§ Entries
********

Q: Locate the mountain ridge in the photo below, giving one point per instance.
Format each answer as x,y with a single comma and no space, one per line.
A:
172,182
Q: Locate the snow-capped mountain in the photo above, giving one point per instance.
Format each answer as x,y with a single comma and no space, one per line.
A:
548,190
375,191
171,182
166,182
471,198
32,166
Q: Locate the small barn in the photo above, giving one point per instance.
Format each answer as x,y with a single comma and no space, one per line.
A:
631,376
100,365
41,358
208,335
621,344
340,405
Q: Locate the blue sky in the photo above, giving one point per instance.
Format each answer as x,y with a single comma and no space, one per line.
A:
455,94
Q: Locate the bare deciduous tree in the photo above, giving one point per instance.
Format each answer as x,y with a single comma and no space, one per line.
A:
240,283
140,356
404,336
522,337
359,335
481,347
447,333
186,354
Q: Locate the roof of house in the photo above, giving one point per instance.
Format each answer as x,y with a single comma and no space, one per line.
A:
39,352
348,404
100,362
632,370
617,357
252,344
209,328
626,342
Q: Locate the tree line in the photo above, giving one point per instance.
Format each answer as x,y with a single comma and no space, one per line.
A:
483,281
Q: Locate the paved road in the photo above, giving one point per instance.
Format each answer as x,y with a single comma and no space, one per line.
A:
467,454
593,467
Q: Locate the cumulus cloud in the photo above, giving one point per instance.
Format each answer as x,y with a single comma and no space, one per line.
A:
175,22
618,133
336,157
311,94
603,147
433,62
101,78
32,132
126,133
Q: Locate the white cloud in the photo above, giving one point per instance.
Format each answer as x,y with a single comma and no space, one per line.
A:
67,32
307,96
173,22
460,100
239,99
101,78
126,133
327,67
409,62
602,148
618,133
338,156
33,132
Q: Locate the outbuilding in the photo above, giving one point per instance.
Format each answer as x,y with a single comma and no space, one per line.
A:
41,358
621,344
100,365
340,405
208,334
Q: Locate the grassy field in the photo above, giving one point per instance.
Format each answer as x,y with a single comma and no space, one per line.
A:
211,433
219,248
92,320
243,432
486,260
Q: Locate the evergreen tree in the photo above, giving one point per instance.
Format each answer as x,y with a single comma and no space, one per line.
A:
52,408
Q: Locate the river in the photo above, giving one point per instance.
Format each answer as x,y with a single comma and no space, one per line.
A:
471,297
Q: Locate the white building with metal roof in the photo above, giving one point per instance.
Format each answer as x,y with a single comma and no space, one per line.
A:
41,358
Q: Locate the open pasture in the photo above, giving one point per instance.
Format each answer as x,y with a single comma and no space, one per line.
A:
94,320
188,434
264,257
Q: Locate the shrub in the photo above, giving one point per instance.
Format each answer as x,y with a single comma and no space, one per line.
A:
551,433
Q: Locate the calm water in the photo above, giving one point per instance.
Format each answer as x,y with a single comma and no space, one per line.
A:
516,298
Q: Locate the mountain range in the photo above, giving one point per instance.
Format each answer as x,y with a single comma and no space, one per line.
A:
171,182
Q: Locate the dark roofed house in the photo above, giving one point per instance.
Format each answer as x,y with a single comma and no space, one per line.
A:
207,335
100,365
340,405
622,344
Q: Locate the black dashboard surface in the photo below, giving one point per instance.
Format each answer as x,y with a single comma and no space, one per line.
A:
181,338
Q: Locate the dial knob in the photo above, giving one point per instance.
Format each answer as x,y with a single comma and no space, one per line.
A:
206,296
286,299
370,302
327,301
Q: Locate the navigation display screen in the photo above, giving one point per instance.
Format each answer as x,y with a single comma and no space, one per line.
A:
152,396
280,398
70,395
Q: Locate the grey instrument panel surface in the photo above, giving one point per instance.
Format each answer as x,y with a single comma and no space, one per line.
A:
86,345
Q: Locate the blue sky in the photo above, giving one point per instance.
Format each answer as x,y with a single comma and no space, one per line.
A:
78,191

********

§ Task goal
Return all the data above once more, precisely as given.

§ Full output
Q: Locate the mountain ridge in the photo below, giving one point per instance.
Format each answer as x,y with a single comma and no space, one per line.
A:
172,182
Q: Locate the snow-capped mountain in the photo above, giving one point per instance.
Format each answer as x,y with a single comma and no space, one per line.
A:
548,190
375,191
171,182
166,182
471,198
32,166
Q: Locate the small barn in the photo above, giving one point per instance.
Format each answer as x,y with a single comma and no space, one per line.
A:
631,376
100,365
41,358
208,335
621,344
340,405
Q: Locate the blue sky in the photo above, giving one point per instance.
Format each answer as x,y with a single comma and no space, one per line.
A:
455,94
Q: Locate the bare deciduous tree in the photo above, giving one point per instance.
Format each answer as x,y with a single comma and no space, one per line.
A:
240,283
140,356
404,336
522,337
359,335
481,347
447,333
186,354
Q: Locate the roof of house in the photo above, giving one point per instance.
Format each answer as x,y with a single comma and no space, one per line.
A:
39,352
348,404
100,362
632,370
617,357
252,344
209,328
626,342
Q: Locate the tree line in the photo above, giving one point per instance.
Format each answer as x,y with a single comma and no space, one per line.
A:
483,281
Q: Locate the paved road in the photo above, giving one point per instance.
Format each answer as x,y with a single comma and no space, one per line.
A:
467,454
593,467
Q: Locate the cumulus cloud in the photo above, giving one point per instance.
Format each answer as x,y with a single comma and no space, one per line.
A:
175,22
618,133
336,157
311,94
603,147
433,62
101,78
32,132
126,133
Q: Locate the white cloud in the photo above, giving one point per instance.
Format each answer as x,y with a single comma and no space, one per line.
A:
67,32
307,96
173,22
460,100
239,99
101,78
126,133
327,67
409,62
602,148
618,133
338,156
33,132
Q: Locate the outbuilding in the photo above, giving one point per instance.
Format each answer as x,y with a single comma and no space, one per line.
A:
41,358
621,344
100,365
340,405
208,334
Q: Locate the grassy field in the photo above, giving one point per instance.
Format each answer as x,y with a single comma and no space, one per line.
A:
211,433
219,248
92,320
243,432
486,260
Q: Locate the evergreen tree in the photo above, giving one point per instance.
Format each answer as x,y with a single comma and no space, one per line.
A:
52,408
Q: Locate the river in the photo above, giving one point per instance.
Format each answer as x,y with a single comma and no space, one per line.
A:
471,297
Q: Locate the white building with metal roof in the photo above, giving one point per instance.
Format each answer as x,y with a single comma and no space, one per line.
A:
41,358
Q: Locate the open pasture in the photo above, giving one point per instance.
Format each answer as x,y with a single comma and no space, one per line.
A:
94,320
188,434
264,257
Q: Locate the shrub in the photo above, giving one point per instance.
Format each answer as x,y with a single comma and no space, one per line.
A:
551,433
Q: Locate the calm water in the photo above, giving one point per instance.
Format each answer as x,y with a single comma and no space, one per line.
A:
516,298
Q: Locate the mountain range in the photo above, giving one point per instance.
Format each answer as x,y with a single comma and no space, one per line.
A:
171,182
Q: Locate the dark roofed house in the photo above, giving one point per instance.
Format each answer as x,y with a single comma and no space, one per line.
A:
207,335
100,365
340,405
622,344
Q: Locate the black dashboard surface in the photo below, giving one point per instance.
Format each answer as x,y with a single comma and no space, one per line.
A:
181,338
Q: Locate the dial knob in the photo above, giving one point per instance.
Format each answer as x,y with a single comma and no space, one per line.
A:
206,296
286,299
370,302
327,301
Q: Locate the navigation display screen in the photo above, giving one point per instance.
Format each answer as x,y with a single comma and no space, one per line.
A:
152,396
280,398
70,395
Q: Locate the grey instrument panel surface in the photo above, giving one point per instance.
Format each answer as x,y with a single comma and no space, one per line.
A:
86,345
Q: Locate the blue sky in the photo above, giving one point per instance.
Format each answer as x,y with a single comma and no space, one per line.
A:
78,191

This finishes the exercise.